Por Cristina Padiglione | Saiba mais
Cristina Padiglione, ou Padi, é paga para ver TV desde 1990, da Folha da Tarde ao Estadão, passando por Jornal da Tarde e Folha de S.Paulo

Acabou Chorare: Moraes Moreira, com um violão, valia por toda uma banda

Moraes Moreira, nosso poeta musical / Divulgação

Peço licença ao tema central do blog, relacionado a telas de tamanhos e conteúdos diversos, para brindar a Moraes Moreira, grande ídolo meu desde que eu tinha 13, e um dos responsáveis pela minha formação cultural. Por meio dele, fui descobrindo acordes, ritmos, obras e músicos que a indústria fonográfica nem sempre soube contemplar. O baiano, voz cadenciada da doce “Preta Pretinha”, foi encontrado morto em casa, no Rio, aos 72 anos. Abrimos esta segunda-feira (13) com gosto mais amargo do que a própria quarentena já trazia.

Uma vez me joguei nos braços dele, antes de um show que ele faria em um evento fechado do SBT, no Jockey Club de São Paulo, para justificar que o amava muito, mas não poderia ficar para a apresentação porque eu tinha crianças pequenas me aguardando em casa e deveria render minha funcionária. Eu estava de saída do salão quando dei de cara com ele, ainda no backstage do palco.

Moraes foi receptivo. Correspondeu ao meu abraço, grandão que era, braços compridos, aquela mesma figura de bigode e cabelão que a gente conhece desde as capas dos vinis dos Novos Baianos, nos anos 1970. Mas não disfarçou a surpresa, claro, porque ele talvez tivesse me visto outras duas ou três vezes na vida, em meio a milhares de pessoas que faziam-lhe coro em suas calorosas plateias. Que intimidade tinha eu com ele para me declarar daquele jeito?

### O QUE SE PEDE
1: Liste todos os jornais que o texto sobre Moraes Moreira cita na trajetória profissional de Cristina Padiglione.
2: Prolongue o texto sobre Moraes Moreira a partir do ponto em que ele termina.
As linhas não têm papel algum nesta parte.

### MATERIAL FORNECIDO
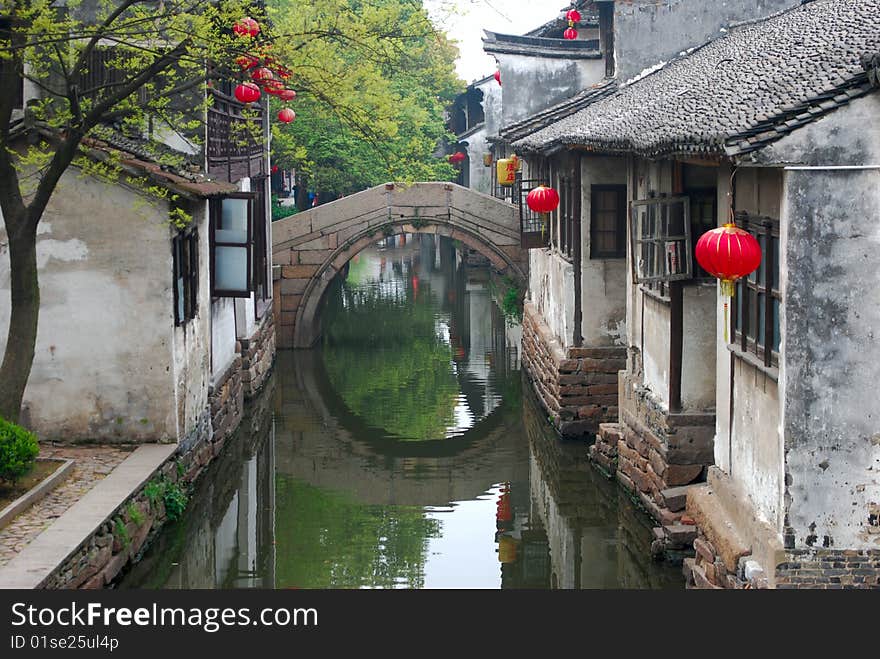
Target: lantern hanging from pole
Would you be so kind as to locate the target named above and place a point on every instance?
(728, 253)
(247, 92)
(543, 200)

...

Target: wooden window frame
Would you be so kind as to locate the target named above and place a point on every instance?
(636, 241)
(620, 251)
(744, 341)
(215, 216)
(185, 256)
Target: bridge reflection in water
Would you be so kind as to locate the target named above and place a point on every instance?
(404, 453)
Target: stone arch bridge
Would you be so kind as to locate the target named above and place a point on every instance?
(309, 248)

### RESPOSTAS DOS EXERCÍCIOS
1: Folha da Tarde, Estadão, Jornal da Tarde e Folha de S.Paulo.

2:
Quem ficou atônita também foi a Keila Jimenez, então ainda parceira no Estadão, que testemunhou a cena e riu muito. Frequentemente, ela relembra este episódio como algo que ilustra meus arroubos e minha franqueza.

Vi Moraes tocar num pocket show em uma Bienal do Livro no Ibirapuera, num salão modesto, quase improvisado, ele, o banquinho e o violão. Fiquei impressionada com o que o cara era capaz de fazer só no “lerêlerê”, no “dig-dig-diguiró”, só no gogó, dedilhando meia-dúzia de cordas. Valia por uma banda inteira.

Vi Moraes em show com Pepeu Gomes, no extinto Palace, em Moema, quando juntos eles lançaram um disco de lambada, e tinha até uma das faixas, “A Lua e o Mar”, na novela “Tieta” (1989/90).

Vi Moraes no Tom Brasil em show memorável dos Novos Baianos, em momento revival da banda, com Baby, Pepeu, Paulinho Boca de Cantor, o poeta Galvão e o “leãozinho” Dadi, cujo vídeo copio abaixo.

Sorte ter testemunhado ao vivo a voz que conduzia, com Baby do Brasil (então Consuelo) a regravação do “Brasil Pandeiro”, de Assis Valente, a “Preta Pretinha”, de versos pacientemente repetidos a uma exaustão que nunca chega, de “Acabou Chorare”, do Brasil que vem descendo a ladeira, do “Pombo Correio”, de “Besta é Tu” e até da melosa “Sintonia”, uma balada brega que ganhava graça na voz dele (“Deixa eu penetrar na tua onda / Deixa eu mergulhar na tua praia / Que é nesse vaivém / Nesse vaivém / Que a gente se dá bem”).

Em 1982, na saudosa campanha da seleção brasileira na Copa da Espanha, era dele a música mais visceral a embalar nossa torcida por aquele time dos sonhos que o Paolo Rossi nos levou, “Sangue Swing Cintura”.

Foi nessa época que passei a buscar o repertório dos Novos Baianos, banda desfeita entre 1978 e 79. Fui movida por uma espécie de hipnose que Pepeu Gomes e Baby Consuelo causaram em mim quando eu tinha de 12 para 13 anos. De Novos Baianos, fui estudar João Gilberto, o pai musical de todos eles, referência máxima.

Não havia em casa influência alguma para trilhar esse repertório, ele simplesmente foi me chegando por meio de rádio FM e do Globo de Ouro, programa musical de playback da Globo, onde me encantei pelos cabelos coloridos, figurinos reluzentes e a guitarra de Pepeu.

Moraes Moreira não teve tempo de envelhecer. Vai embora sem direito a um funeral a sua altura, em razão do momento melancólico que nos impede de promover qualquer tipo de aglomeração, na contramão do que têm feito alguns poucos idiotas que certamente nunca cantaram “Preta Pretinha”, nunca correram atrás do trio elétrico nem sabem o que é empatia.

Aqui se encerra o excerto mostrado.